THE EXERCISE. Rewrite each of the lines below, replacing "one dot per instance" with "a separate dot for each one" wherever it occurs and keeping everything else the same. Leave the pictures out of your answer.

DATA SECTION.
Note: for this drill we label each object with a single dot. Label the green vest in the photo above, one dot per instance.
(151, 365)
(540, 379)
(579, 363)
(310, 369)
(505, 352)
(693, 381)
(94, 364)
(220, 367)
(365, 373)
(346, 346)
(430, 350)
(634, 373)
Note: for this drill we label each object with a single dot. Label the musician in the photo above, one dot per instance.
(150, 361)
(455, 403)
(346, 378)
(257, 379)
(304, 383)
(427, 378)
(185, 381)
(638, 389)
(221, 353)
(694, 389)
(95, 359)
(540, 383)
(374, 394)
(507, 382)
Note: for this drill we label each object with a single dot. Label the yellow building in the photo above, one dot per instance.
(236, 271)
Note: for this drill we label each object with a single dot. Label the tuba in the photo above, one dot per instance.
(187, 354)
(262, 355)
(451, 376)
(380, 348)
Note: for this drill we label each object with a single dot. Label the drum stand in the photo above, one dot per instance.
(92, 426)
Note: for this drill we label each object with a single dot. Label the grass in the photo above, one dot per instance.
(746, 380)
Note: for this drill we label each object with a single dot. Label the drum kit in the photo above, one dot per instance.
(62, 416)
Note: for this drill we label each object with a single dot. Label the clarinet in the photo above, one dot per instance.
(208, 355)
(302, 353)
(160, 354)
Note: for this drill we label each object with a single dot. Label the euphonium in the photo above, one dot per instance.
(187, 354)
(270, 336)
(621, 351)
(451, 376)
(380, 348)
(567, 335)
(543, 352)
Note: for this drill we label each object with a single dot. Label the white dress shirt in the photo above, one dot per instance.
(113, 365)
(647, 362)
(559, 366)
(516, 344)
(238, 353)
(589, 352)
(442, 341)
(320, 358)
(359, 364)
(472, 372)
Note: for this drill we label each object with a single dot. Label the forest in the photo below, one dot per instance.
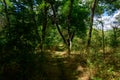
(59, 40)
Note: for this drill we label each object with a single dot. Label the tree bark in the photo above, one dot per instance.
(6, 13)
(91, 25)
(56, 23)
(44, 27)
(69, 42)
(103, 39)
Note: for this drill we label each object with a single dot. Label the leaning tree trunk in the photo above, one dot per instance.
(69, 42)
(103, 39)
(91, 25)
(44, 27)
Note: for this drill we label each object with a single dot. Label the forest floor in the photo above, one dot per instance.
(64, 67)
(76, 67)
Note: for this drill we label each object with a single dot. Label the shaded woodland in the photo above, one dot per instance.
(59, 40)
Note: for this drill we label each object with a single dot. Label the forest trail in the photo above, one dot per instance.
(73, 68)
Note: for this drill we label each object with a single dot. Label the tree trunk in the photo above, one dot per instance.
(56, 23)
(91, 25)
(68, 26)
(44, 27)
(6, 13)
(103, 39)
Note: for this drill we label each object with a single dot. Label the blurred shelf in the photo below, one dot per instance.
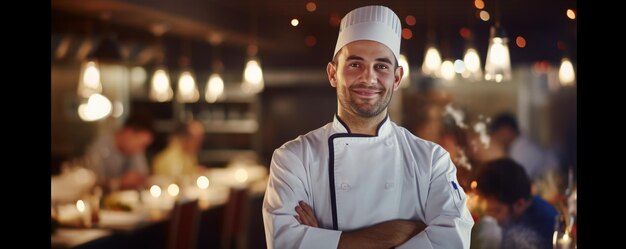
(225, 155)
(245, 126)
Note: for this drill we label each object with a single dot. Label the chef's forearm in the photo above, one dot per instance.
(383, 235)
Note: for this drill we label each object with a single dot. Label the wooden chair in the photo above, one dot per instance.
(234, 223)
(184, 225)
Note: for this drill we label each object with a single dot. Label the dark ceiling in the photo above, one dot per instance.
(239, 22)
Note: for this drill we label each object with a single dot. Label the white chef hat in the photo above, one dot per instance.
(374, 23)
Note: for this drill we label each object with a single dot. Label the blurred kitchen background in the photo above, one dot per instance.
(253, 73)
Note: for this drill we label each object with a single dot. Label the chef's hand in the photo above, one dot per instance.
(305, 215)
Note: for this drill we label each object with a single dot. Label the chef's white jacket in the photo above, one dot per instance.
(353, 181)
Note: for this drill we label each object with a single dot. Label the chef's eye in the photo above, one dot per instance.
(382, 66)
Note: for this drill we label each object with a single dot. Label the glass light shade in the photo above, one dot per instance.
(447, 70)
(214, 89)
(473, 70)
(160, 88)
(432, 62)
(498, 64)
(252, 77)
(566, 72)
(89, 82)
(97, 107)
(406, 79)
(187, 88)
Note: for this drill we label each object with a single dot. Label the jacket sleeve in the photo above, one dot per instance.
(448, 220)
(286, 186)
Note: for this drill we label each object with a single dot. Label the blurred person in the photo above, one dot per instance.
(537, 161)
(118, 158)
(527, 221)
(361, 180)
(180, 156)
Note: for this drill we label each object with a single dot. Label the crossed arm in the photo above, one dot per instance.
(386, 234)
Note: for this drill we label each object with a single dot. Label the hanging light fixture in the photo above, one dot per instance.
(253, 82)
(498, 64)
(89, 82)
(406, 78)
(160, 85)
(432, 61)
(253, 77)
(93, 105)
(214, 89)
(473, 70)
(566, 72)
(187, 91)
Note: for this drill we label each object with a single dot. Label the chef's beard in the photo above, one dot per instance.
(365, 109)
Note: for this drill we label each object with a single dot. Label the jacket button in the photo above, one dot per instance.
(345, 186)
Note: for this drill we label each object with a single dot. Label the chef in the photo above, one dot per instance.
(361, 181)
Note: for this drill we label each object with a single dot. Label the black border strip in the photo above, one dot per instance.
(331, 172)
(331, 163)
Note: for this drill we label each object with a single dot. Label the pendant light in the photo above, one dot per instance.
(214, 89)
(498, 63)
(566, 72)
(160, 85)
(406, 78)
(253, 82)
(93, 105)
(187, 90)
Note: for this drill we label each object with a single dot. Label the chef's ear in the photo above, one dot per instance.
(331, 70)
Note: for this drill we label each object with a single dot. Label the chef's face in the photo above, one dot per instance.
(365, 76)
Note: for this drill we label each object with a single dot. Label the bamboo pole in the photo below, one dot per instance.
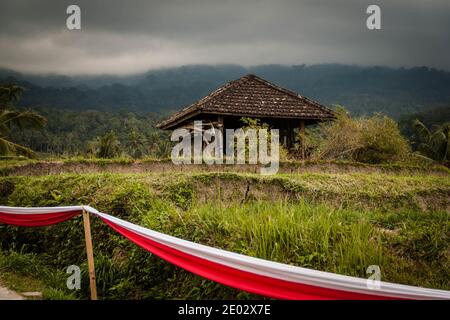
(302, 138)
(90, 254)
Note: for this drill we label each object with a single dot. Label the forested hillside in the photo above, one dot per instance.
(361, 89)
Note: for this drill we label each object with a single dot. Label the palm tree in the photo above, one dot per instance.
(135, 144)
(10, 93)
(435, 144)
(109, 146)
(11, 119)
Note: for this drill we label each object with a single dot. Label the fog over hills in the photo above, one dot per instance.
(363, 90)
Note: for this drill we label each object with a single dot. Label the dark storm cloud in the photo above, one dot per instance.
(133, 36)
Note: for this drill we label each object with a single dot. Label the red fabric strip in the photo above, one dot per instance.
(36, 220)
(243, 280)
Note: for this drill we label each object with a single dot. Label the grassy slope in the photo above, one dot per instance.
(334, 222)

REPLY.
Note: for this drill we label each object with a single dot. Label the green vest in the photo above, a separate dot for each one.
(151, 365)
(540, 379)
(579, 363)
(310, 369)
(505, 352)
(693, 381)
(94, 364)
(220, 367)
(365, 373)
(346, 346)
(430, 350)
(634, 373)
Note: for this drill we label each object with a single dot. Label the musician in the photo above, a separate dot for each one.
(150, 361)
(455, 403)
(346, 378)
(257, 379)
(304, 383)
(427, 378)
(185, 381)
(638, 389)
(221, 353)
(694, 389)
(95, 359)
(540, 383)
(374, 394)
(507, 382)
Note: for this drill we label each object with a single dot. Label the yellow building in the photo above, a separate dot for each one.
(236, 271)
Note: for this drill we label each object with a single dot. Label the tuba in the photo above, a separate dot for each one.
(187, 354)
(262, 355)
(451, 376)
(380, 348)
Note: for this drill we label each object with a single dot. Label the drum stand in the photo above, a separate dot for each one.
(92, 426)
Note: for this drill we label each object with a single dot. Label the grass in the photo above, a separate dot for each one.
(746, 380)
Note: for this drill we label each object with a single dot. Label the drum kit in the photo above, a separate dot for each one.
(62, 416)
Note: for this drill we label each object with a single dot. Label the clarinet in the photo above, a separate dot for each one.
(208, 355)
(302, 353)
(160, 354)
Note: for this drill we label each object with a single dot. Label the euphonium in the photo above, a separate dot for each one.
(187, 354)
(270, 336)
(621, 351)
(451, 376)
(380, 348)
(567, 335)
(543, 352)
Note: for this drill we label each object with a single dot. Label the white dress shirt in the photo above, a separate dot for each one.
(113, 365)
(647, 362)
(559, 366)
(516, 344)
(238, 353)
(589, 352)
(442, 341)
(320, 358)
(359, 364)
(472, 372)
Note: for this drill we label each object with a single dot. Label the forest in the photo below, a separate dot for each one.
(59, 40)
Note: for this drill we label each object with a single dot. Label the tree bark in the photo above, a separate dot for each one.
(6, 13)
(91, 25)
(56, 23)
(44, 27)
(69, 42)
(103, 39)
Note: for this drill we label each object with a single dot. Label the leaning tree trunk in the photo above, a separate dot for each one.
(69, 42)
(103, 39)
(91, 25)
(44, 27)
Note: for this drill we label each object with a single dot. Label the forest floor in the photo above, a separate dot for each one.
(64, 67)
(76, 67)
Note: for this drill we label each object with a single dot. Label the shaded woodland in the photo above, a separate dot for each one.
(59, 40)
Note: for this drill we label each object with a single dot. Label the forest trail in the photo above, a separate dot for each one.
(73, 68)
Note: for this drill we label each object with a single dot. Label the tree trunk in the photo above, a separate dot for each one.
(56, 23)
(91, 25)
(68, 26)
(44, 27)
(6, 13)
(103, 39)
Note: for this drill we label each object with a single dot. Label the blurred shelf in the photo below, a separate dot for each one.
(225, 155)
(245, 126)
Note: for this drill we label each object with a single dot. Label the chef's forearm in the photo above, a separate dot for each one.
(383, 235)
Note: for this drill we label each object with a single dot. Label the wooden chair in the photo above, a separate dot for each one.
(234, 223)
(184, 225)
Note: for this drill we label each object with a single dot. Label the dark ceiling in the photo above, a separate dot for each one.
(239, 22)
Note: for this drill we label each object with a single dot. Label the white chef hat in the photo above, a separate dot for each one.
(374, 23)
Note: for this drill we label each object with a single dot. Label the blurred kitchen background in the photo above, a separate dot for each one.
(253, 73)
Note: for this drill we label each object with a single dot. Label the chef's hand in the photo above, a separate dot for each one.
(305, 215)
Note: for this drill we label each object with a single dot. Label the chef's white jacket in the photo above, a separate dot for each one.
(353, 181)
Note: for this drill we label each object with a single dot. Label the chef's eye in the photo above, a separate dot for each one.
(382, 66)
Note: for this drill we label each object with a single dot. Label the glass light shade in the photo above, a separate dot for each one.
(447, 70)
(214, 89)
(473, 70)
(160, 88)
(432, 62)
(498, 64)
(252, 77)
(566, 72)
(89, 82)
(97, 107)
(406, 79)
(187, 88)
Note: for this drill we label each object with a single dot. Label the jacket sleeve in the photo above, a separate dot for each one.
(448, 220)
(286, 186)
Note: for this drill we label each object with a single dot. Label the blurred person in the photo above, a separate dot for each one.
(537, 161)
(118, 158)
(527, 221)
(361, 180)
(180, 156)
Note: for this drill we label each object with a single dot. Label the crossed arm in the photo above, a separate dot for each one.
(386, 234)
Note: for this drill we label each object with a single dot. Label the hanging light fixture in the photo above, a separate dot for each one.
(253, 82)
(498, 64)
(89, 82)
(406, 78)
(160, 85)
(432, 61)
(253, 77)
(93, 105)
(214, 89)
(473, 70)
(566, 72)
(187, 91)
Note: for this drill we label each object with a single dot. Label the chef's beard in the photo above, a separate dot for each one.
(365, 109)
Note: for this drill we label each object with a single dot. Label the jacket button in the photo above, a separate dot for each one.
(345, 186)
Note: for this drill we label each object with a single dot. Label the chef in the photo above, a separate dot for each one.
(361, 181)
Note: for this drill we label each object with a single dot. Label the black border strip in the photo above, a separate dot for each one.
(331, 172)
(331, 163)
Note: for this drill we label each object with a single dot. Label the pendant light in the photo above, a separate dot for each one.
(214, 89)
(498, 63)
(566, 72)
(160, 85)
(406, 78)
(253, 82)
(93, 105)
(187, 90)
Note: for this drill we label each object with a single dot. Label the chef's ear in the photo above, a separate dot for each one.
(331, 70)
Note: for this drill we label each object with a single dot. Label the chef's face in the photo above, a separate dot for each one.
(365, 76)
Note: for this drill we label each object with a single dot. Label the bamboo pole in the photo below, a separate dot for each one.
(302, 138)
(90, 254)
Note: for this drill we label each object with a single dot. Label the forested hillside in the photo above, a separate dot for each one.
(361, 89)
Note: for this drill we label each object with a single dot. Label the palm tree in the photo above, a separate dot for each one.
(135, 144)
(10, 93)
(435, 144)
(109, 146)
(11, 119)
Note: for this drill we label each object with a single dot. Label the fog over hills in the photo above, a separate dot for each one.
(363, 90)
Note: for this drill we label each object with a single dot. Label the dark storm cloud in the photo above, a separate dot for each one.
(133, 36)
Note: for this drill we label each object with a single dot. Label the red fabric strip in the photo above, a separate dot for each one.
(36, 220)
(243, 280)
Note: for this drill we label each object with a single dot. Label the grassy slope in the photo above, a separate dot for each one.
(334, 222)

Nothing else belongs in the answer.